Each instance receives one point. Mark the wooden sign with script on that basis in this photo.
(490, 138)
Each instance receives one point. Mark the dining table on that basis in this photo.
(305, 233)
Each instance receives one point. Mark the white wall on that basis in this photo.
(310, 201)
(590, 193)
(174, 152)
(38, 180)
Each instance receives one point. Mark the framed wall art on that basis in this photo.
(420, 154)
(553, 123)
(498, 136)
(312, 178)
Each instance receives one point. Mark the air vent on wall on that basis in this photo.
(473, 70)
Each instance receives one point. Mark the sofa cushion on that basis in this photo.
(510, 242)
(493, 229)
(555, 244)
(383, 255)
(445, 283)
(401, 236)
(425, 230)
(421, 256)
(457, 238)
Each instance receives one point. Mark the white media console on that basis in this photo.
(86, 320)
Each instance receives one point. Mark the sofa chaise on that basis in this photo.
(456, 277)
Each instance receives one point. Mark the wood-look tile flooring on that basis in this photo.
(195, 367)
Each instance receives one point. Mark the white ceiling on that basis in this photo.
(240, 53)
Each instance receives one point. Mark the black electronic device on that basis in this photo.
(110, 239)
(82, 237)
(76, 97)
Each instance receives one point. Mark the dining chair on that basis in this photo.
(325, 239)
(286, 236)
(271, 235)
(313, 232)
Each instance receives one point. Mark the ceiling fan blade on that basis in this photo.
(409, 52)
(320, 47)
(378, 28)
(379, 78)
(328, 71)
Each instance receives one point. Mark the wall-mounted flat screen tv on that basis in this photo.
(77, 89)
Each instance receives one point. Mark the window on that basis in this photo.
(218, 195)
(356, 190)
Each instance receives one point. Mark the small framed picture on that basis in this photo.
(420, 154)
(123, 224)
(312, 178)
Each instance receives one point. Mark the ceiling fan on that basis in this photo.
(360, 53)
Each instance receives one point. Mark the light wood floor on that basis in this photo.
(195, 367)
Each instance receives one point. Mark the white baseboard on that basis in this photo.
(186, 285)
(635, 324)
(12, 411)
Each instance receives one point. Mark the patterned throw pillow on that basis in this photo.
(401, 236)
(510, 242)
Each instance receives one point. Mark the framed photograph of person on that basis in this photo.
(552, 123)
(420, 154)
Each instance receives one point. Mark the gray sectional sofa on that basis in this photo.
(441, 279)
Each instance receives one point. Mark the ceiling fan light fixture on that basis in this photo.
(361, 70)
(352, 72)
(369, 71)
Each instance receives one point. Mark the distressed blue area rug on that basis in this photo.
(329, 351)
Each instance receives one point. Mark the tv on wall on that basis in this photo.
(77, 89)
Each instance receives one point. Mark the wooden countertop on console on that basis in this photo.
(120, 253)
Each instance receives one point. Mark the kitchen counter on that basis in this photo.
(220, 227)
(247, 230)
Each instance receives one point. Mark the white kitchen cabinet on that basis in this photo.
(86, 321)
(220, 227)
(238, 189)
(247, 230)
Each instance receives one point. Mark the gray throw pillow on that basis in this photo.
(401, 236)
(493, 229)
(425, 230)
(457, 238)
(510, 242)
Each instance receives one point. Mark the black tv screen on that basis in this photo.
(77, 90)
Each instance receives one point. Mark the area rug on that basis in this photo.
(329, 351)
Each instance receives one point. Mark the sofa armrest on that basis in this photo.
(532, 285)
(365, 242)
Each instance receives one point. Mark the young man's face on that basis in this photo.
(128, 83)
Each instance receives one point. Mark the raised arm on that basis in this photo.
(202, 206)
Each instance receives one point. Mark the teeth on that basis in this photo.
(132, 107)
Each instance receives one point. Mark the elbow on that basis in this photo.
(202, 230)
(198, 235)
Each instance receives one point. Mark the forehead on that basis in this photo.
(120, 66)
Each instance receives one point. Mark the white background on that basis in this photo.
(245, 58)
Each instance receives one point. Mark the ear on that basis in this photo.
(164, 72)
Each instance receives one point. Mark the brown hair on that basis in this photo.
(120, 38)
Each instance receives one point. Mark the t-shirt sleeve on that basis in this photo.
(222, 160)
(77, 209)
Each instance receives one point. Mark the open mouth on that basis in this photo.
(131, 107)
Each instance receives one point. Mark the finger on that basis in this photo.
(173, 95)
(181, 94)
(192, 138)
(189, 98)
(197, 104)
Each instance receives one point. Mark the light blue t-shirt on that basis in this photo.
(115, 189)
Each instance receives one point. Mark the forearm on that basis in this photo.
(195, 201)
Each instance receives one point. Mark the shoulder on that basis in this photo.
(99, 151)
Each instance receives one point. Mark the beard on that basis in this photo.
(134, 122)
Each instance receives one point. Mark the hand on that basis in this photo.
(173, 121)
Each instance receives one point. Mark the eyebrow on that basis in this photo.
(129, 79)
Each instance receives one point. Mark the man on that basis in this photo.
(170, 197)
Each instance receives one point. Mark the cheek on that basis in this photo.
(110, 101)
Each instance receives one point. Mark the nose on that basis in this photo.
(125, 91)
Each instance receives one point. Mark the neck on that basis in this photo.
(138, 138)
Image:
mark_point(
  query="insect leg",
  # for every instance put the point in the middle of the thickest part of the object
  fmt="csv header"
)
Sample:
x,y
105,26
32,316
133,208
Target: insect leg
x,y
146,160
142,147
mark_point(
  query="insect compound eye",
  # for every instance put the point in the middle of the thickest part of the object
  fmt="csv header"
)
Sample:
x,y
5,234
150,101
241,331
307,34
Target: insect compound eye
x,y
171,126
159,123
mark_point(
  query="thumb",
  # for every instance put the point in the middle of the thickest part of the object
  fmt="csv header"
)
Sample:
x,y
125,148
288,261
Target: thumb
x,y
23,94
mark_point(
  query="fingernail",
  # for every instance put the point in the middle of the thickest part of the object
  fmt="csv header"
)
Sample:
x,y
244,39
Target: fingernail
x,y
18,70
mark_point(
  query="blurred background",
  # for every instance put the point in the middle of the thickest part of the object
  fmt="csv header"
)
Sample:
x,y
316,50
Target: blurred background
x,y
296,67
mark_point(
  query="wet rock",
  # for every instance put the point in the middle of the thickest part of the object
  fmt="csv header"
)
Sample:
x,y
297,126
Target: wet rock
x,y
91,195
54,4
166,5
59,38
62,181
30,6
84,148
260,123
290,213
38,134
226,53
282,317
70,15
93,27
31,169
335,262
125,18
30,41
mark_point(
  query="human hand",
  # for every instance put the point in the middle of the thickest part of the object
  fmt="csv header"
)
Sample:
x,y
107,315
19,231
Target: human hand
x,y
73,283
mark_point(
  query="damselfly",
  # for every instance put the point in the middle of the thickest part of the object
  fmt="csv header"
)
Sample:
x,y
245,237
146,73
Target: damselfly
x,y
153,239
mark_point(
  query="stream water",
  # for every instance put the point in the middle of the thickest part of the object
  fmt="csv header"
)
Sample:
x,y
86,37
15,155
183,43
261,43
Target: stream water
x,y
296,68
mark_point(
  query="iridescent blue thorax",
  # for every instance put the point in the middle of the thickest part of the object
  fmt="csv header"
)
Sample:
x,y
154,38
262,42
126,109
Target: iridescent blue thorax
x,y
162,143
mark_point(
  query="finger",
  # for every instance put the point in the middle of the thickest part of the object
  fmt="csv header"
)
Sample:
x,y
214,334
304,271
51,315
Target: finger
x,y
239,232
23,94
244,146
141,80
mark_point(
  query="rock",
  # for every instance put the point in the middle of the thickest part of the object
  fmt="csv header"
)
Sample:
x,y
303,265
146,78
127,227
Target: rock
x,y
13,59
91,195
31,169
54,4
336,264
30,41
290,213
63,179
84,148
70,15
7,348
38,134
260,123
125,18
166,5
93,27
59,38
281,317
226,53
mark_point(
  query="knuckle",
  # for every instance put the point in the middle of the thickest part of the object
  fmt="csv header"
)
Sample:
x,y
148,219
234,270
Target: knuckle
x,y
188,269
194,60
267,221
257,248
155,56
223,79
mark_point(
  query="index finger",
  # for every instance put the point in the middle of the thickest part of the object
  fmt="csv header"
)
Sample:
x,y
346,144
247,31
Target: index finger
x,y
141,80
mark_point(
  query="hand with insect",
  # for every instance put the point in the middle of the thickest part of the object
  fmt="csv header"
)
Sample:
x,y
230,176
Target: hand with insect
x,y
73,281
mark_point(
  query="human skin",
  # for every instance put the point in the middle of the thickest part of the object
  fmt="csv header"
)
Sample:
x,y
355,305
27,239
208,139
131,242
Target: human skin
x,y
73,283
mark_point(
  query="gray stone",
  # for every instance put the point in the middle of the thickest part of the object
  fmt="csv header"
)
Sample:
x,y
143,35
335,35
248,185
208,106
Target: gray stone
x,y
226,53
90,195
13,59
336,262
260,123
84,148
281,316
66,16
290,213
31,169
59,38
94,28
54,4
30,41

───

■ **Task requirements**
Everything from the line containing "Target: index finger" down to the last line of the entries is to be returned exactly, both ends included, and nothing beyond it.

■ **Expected output**
Target: index finger
x,y
141,80
mark_point(
  query="hand with insect",
  # for every instance put the point in the middle of the thickest part of the object
  fmt="csv header"
)
Sample:
x,y
230,176
Target: hand with insect
x,y
73,281
mark_point(
  query="human skin",
  # for every instance put the point in the middle of the thickest part of the object
  fmt="csv header"
)
Sample:
x,y
355,305
27,239
208,139
131,242
Target: human skin
x,y
73,283
mark_point(
  query="gray stone",
  # for every instance put the point in the middle of the thickest part of the object
  fmt="csv header"
)
Sample:
x,y
143,35
335,35
248,185
208,106
Target: gray stone
x,y
226,53
90,195
13,59
336,262
260,123
84,148
281,316
66,16
290,213
31,169
59,38
94,28
54,4
30,41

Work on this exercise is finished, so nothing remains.